AIM OF THE EXERCISE » Set down exactly, from the records below, the line with "coat hood, each" through the line with "reading artisan, each", and nothing else.

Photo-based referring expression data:
□ □ □ □
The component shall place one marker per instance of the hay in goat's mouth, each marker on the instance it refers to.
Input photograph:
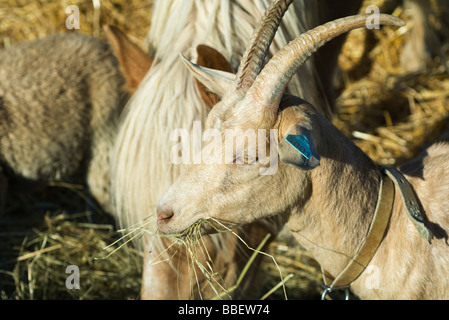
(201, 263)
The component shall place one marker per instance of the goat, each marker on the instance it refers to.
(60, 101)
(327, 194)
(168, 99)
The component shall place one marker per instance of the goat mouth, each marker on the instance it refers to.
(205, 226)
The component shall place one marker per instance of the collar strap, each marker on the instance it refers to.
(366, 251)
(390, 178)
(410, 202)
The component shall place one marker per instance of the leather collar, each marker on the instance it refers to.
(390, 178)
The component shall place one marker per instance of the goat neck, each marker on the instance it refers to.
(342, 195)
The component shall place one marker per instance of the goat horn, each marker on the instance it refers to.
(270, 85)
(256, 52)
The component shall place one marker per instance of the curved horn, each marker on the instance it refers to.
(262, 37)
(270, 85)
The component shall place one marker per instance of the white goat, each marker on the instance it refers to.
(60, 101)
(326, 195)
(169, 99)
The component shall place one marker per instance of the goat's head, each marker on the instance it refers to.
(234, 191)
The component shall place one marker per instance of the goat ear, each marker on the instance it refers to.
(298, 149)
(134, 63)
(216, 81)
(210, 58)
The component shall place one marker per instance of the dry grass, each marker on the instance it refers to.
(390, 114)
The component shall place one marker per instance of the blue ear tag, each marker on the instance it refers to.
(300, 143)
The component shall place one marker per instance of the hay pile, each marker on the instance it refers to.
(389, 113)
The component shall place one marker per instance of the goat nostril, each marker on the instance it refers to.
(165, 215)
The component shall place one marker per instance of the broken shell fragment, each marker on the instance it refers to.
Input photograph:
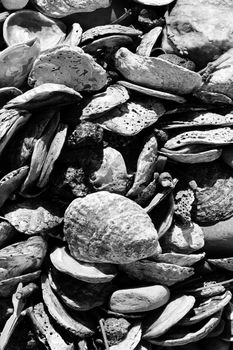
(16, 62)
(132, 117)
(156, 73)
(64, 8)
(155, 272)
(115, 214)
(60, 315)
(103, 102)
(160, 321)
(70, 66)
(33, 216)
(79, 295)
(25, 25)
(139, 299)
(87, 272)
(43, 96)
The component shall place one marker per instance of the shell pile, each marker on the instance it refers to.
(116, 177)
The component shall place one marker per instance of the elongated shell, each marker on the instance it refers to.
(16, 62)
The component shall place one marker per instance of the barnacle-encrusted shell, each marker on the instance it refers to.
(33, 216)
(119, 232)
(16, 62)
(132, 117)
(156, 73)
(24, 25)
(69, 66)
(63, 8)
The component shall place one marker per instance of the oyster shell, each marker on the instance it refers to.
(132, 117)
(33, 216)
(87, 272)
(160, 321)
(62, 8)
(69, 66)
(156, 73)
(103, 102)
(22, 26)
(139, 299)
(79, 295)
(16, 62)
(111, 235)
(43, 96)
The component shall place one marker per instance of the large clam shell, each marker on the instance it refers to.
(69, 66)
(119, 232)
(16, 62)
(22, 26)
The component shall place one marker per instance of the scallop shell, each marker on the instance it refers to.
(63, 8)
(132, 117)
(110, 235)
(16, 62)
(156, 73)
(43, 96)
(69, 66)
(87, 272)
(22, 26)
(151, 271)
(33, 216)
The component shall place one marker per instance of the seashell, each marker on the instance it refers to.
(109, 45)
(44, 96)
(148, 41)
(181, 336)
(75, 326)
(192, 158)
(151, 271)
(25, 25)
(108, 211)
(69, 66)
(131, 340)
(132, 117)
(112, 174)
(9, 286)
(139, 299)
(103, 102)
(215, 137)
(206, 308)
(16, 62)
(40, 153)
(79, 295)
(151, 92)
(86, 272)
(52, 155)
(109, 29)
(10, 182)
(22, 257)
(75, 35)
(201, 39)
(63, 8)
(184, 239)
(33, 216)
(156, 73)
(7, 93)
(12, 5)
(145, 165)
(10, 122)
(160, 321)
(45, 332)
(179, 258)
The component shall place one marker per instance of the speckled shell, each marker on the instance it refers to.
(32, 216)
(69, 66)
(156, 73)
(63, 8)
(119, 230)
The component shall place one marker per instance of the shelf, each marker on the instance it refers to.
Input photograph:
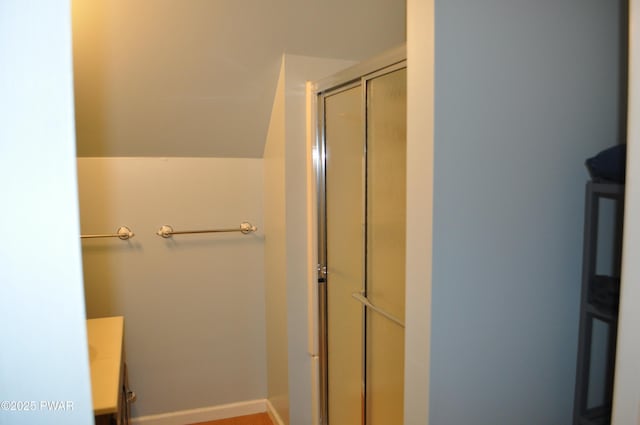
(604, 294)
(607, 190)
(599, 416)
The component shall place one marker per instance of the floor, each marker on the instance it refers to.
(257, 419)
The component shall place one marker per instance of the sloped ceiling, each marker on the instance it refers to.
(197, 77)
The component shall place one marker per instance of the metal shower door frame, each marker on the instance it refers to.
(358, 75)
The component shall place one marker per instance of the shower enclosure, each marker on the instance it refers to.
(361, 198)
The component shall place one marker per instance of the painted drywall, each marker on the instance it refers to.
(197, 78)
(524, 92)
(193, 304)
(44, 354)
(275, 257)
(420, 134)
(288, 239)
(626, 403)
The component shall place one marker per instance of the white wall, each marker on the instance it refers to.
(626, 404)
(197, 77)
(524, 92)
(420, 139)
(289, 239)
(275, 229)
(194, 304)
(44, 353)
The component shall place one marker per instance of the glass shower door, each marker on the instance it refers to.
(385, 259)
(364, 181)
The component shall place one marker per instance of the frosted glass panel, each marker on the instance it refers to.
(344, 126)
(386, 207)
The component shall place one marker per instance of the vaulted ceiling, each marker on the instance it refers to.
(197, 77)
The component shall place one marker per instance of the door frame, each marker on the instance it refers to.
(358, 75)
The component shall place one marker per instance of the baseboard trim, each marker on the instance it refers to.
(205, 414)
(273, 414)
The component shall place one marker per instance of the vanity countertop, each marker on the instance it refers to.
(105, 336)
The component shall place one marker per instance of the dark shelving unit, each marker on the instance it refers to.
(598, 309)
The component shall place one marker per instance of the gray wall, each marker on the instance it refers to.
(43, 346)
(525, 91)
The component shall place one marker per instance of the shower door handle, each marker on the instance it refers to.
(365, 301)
□ □ □ □
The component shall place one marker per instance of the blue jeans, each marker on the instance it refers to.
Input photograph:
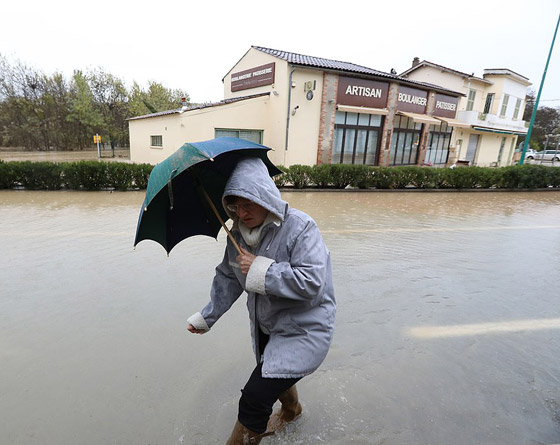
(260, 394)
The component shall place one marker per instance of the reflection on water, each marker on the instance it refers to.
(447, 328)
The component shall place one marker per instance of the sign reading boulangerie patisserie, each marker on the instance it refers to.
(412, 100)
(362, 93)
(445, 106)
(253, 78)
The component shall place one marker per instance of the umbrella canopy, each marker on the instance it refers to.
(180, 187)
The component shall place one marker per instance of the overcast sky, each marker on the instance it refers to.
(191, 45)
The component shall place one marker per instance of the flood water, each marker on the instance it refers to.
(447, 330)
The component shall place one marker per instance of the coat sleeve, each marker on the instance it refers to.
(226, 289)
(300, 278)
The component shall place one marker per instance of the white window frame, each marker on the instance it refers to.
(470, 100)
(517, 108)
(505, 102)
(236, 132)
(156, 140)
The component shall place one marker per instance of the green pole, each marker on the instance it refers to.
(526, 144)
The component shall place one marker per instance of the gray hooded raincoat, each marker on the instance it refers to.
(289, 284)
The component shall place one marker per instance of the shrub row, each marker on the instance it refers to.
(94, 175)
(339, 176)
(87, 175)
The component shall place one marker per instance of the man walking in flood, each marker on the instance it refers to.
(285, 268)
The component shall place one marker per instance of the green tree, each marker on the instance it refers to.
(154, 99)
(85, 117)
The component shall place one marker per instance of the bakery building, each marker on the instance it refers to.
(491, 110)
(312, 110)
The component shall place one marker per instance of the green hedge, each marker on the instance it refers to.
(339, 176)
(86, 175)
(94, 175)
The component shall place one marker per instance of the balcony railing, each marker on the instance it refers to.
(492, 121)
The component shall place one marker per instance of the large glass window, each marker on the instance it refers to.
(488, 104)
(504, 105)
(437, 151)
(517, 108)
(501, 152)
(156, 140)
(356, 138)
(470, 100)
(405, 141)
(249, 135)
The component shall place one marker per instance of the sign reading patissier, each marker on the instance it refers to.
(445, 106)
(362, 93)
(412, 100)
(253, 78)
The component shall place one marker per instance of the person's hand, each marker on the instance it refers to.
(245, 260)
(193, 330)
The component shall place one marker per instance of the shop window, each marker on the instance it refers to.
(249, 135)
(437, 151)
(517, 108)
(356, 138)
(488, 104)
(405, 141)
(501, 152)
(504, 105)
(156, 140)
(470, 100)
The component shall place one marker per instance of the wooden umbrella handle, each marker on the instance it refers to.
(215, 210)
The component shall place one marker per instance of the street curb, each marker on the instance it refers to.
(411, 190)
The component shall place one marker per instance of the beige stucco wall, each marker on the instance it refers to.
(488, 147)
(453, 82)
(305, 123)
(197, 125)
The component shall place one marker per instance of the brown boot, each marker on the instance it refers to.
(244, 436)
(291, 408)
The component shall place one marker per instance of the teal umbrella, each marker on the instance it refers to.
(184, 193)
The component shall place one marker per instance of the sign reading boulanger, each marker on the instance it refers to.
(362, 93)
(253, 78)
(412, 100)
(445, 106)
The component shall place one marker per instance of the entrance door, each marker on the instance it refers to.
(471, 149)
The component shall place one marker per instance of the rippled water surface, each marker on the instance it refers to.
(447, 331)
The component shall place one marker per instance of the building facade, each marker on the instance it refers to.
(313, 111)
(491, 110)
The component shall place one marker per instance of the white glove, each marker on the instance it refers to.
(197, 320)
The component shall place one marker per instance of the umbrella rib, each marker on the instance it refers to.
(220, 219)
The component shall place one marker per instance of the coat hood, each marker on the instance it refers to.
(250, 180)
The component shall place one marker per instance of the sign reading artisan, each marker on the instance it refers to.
□ □ □ □
RESPONSE FOR THIS EXERCISE »
The component shall place one marker per instance of the coat hood, each marker on the instance it refers to.
(250, 180)
The component shall place one marker per instance of the sign reading artisan, each marker on the instance it refers to.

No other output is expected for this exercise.